:: PROVIDED TEXT ::
RTOS/CC1310: Radio locks up after electrostatic discharge test and cannot be recovered by watchdog reset.

Antony Bland

Part Number: CC1310

Tool/software: TI-RTOS

I have a product based on the CC1310 / TI-RTOS.

It has an external antenna with a SMA connector.

During EMC compliance testing the SMA connector (with antenna fitted) was subject to electrostatic discharge. The CC1310's radio locked up. The watchdog was triggered and rebooted the CC1310.

My problem is that the reboot does not always succeed. About 1/2 the time the CC1310 totally locks up, not even the main or 32.768 KHz oscillators show any activity when in this state. A power cycle clears the fault.

I really don't want to have to use an external watchdog chip, when the CC1310 already has a watchdog that should be capable of resetting itself.

I have pasted some code below to help explain the problem. It is based on the rfPacketRx example.

The example listens for packets to arrive with a 500 ms window set by using "RF_cmdPropRxAdv.endTrigger.triggerType = TRIG_REL_START;"

Prior to calling "RF_runCmd" I turn on a LED and then clear it when "RF_runCmd" completes.

When the eletrostatic discharge occurs (you will need to apply the discharge a few times), the LED stays illuminated indicating that the "RF_runCmd" has not returned.

After 10 seconds the watchdog's callback function is executed. In the callback I turn on another LED to show it has been triggered and then I call "RF_flushCmd", which appears to block (the next line of code turns off the first LED, but it stays lit so my assumption is that the "RF_flushCmd" blocks. At this point, the external crystal oscillators are still running.
:::
:: PROVIDED RECORDS ::
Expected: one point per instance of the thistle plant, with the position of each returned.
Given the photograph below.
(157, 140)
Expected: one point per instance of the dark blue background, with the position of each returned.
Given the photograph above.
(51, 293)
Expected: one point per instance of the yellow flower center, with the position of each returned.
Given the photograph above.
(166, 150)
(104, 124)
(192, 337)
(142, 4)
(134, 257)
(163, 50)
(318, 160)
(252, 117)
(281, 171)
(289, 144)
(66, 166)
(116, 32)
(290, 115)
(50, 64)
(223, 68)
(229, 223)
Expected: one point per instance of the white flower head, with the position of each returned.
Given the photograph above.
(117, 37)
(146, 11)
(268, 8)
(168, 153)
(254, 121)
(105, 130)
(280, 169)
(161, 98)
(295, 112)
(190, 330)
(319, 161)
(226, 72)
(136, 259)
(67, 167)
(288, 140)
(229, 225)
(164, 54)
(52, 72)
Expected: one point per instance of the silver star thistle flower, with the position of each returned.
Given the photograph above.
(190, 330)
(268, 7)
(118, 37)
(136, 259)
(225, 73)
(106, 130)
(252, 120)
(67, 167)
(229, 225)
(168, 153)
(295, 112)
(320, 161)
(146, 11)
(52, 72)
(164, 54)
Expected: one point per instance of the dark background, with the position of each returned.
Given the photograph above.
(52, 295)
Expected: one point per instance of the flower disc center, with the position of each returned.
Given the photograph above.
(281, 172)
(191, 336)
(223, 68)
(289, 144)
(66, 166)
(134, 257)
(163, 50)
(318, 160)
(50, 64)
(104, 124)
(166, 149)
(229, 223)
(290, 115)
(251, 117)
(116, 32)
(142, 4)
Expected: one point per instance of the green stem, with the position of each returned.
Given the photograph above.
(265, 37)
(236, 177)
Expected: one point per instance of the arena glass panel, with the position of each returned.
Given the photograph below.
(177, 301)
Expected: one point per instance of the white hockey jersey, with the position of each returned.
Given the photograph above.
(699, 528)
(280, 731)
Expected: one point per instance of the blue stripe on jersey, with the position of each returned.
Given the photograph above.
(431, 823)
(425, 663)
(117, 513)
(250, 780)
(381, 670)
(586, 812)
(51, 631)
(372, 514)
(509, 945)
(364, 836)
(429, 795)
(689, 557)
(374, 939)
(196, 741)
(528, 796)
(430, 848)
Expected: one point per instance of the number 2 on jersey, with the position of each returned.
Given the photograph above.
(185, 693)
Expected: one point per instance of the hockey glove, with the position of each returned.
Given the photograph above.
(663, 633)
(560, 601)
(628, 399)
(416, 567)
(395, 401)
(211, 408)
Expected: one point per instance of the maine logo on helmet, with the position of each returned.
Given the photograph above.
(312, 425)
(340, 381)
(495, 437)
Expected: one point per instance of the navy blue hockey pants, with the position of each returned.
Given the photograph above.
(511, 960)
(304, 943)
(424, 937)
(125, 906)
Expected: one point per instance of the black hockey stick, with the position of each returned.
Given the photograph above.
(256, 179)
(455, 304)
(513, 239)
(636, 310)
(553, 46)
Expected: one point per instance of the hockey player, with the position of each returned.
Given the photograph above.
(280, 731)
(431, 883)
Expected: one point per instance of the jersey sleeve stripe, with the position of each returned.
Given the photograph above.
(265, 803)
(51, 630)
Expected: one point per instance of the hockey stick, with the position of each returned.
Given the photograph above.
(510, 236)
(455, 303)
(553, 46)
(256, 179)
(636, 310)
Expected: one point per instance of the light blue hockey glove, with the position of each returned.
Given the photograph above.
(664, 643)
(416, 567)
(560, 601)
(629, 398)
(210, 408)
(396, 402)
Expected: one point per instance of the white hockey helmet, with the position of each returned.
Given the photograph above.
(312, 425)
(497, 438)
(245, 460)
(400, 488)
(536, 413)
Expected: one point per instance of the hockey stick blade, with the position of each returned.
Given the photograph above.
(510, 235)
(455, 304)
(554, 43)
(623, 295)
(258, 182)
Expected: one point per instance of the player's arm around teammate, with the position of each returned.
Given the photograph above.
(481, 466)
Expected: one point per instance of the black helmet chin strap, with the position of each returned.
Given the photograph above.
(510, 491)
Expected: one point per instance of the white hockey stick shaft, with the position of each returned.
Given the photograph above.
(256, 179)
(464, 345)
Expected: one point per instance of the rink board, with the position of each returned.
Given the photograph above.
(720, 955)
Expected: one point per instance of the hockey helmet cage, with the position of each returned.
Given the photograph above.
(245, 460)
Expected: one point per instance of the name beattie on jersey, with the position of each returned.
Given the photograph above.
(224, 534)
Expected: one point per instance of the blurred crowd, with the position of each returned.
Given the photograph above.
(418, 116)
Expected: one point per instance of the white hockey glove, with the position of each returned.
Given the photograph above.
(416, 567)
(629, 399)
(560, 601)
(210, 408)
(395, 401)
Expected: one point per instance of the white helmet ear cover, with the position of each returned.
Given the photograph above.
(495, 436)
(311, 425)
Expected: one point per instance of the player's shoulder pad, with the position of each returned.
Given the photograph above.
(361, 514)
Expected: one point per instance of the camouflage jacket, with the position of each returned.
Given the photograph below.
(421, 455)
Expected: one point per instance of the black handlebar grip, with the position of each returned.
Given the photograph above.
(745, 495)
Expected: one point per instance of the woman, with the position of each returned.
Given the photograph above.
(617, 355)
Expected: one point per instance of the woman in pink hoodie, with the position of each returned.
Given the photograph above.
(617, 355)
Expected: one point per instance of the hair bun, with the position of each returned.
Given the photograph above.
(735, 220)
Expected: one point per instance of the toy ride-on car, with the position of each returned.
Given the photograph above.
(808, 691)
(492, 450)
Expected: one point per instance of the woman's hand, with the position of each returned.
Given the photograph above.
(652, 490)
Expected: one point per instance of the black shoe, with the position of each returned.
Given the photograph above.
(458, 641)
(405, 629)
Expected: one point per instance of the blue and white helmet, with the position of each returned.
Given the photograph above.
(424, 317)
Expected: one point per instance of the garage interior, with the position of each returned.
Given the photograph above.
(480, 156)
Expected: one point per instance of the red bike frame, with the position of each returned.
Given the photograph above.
:::
WHAT IS ASKED
a - Shorten the paragraph of the CC1310 post that begins "My problem is that the reboot" while keeping its main facts.
b - Retype the stretch of the CC1310 post from "My problem is" through "has not returned.".
c - Translate this sentence from the CC1310 post into German: "The watchdog was triggered and rebooted the CC1310."

ANSWERS FOR THIS EXERCISE
a - The reboot doesn't always work. About half the time the CC1310 locks up completely, with no activity on either the main or the 32.768 KHz oscillator, and only a power cycle clears the fault.

b -
My problem is that the reboot does not always succeed. About 1/2 the time the CC1310 totally locks up, not even the main or 32.768 KHz oscillators show any activity when in this state. A power cycle clears the fault.

I really don't want to have to use an external watchdog chip, when the CC1310 already has a watchdog that should be capable of resetting itself.

I have pasted some code below to help explain the problem. It is based on the rfPacketRx example.

The example listens for packets to arrive with a 500 ms window set by using "RF_cmdPropRxAdv.endTrigger.triggerType = TRIG_REL_START;"

Prior to calling "RF_runCmd" I turn on a LED and then clear it when "RF_runCmd" completes.

When the eletrostatic discharge occurs (you will need to apply the discharge a few times), the LED stays illuminated indicating that the "RF_runCmd" has not returned.

c - Der Watchdog wurde ausgelöst und startete den CC1310 neu.